═════ Provided information ═════

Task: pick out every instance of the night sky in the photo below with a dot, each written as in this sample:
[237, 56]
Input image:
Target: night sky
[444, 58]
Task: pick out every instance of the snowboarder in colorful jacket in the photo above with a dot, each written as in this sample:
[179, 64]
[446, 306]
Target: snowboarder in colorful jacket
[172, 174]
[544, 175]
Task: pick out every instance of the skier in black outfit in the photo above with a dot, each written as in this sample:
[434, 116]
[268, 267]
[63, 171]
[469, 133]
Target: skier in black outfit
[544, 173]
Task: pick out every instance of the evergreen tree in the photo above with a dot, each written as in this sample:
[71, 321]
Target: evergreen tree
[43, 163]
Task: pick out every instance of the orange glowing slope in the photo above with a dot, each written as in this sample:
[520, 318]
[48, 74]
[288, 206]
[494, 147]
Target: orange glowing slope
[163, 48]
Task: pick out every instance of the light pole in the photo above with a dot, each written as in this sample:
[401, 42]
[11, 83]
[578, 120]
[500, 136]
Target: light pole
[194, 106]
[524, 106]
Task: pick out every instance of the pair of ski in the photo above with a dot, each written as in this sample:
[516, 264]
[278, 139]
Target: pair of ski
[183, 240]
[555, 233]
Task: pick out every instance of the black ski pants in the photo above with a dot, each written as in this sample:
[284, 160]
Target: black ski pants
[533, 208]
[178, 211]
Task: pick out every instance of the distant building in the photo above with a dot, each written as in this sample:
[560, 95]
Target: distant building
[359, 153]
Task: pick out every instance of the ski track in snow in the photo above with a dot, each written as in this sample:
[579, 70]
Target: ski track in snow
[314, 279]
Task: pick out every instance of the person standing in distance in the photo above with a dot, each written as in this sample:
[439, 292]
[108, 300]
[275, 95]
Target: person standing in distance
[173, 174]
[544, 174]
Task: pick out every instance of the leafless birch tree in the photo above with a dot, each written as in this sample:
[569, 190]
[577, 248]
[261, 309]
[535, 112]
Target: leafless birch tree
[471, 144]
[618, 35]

═════

*Assignment*. Where a line in the records above contains the string "this", copy that line.

*Exercise answer*.
Task: pick out every instance of the night sky in the photo below with a dot, each written as in this sample:
Task: pick out every instance of the snowboarder in colorful jacket in the photo above with a dot, each written as in this sample:
Task: pick out every instance of the skier in black outfit in the photo above with a dot, each written as in this sample:
Task: pick out every instance of the evergreen tree in the photo above with a dot, each written as in this sample:
Task: pick out every instance of the orange glowing slope in the photo above with a dot, each written as in this sample:
Task: pick out every instance of the light pole in the photo above with a dot, each written as in this sample:
Task: pick out every instance of the pair of ski in the photo above with a dot, each written as in this sample:
Task: pick out every instance of the black ski pants in the photo above with a dot, each written as in this sample:
Task: pick out every instance of the distant building in the photo above with a dot, each written as in this sample:
Task: pick out every instance of the ski track in snow in the photo above with a dot, each written as in this sample:
Task: pick out every instance of the person standing in distance in the photo above with a dot, each written as in this sample:
Task: pick out every instance of the leafless birch tree in the photo above with a dot, each written as in this sample:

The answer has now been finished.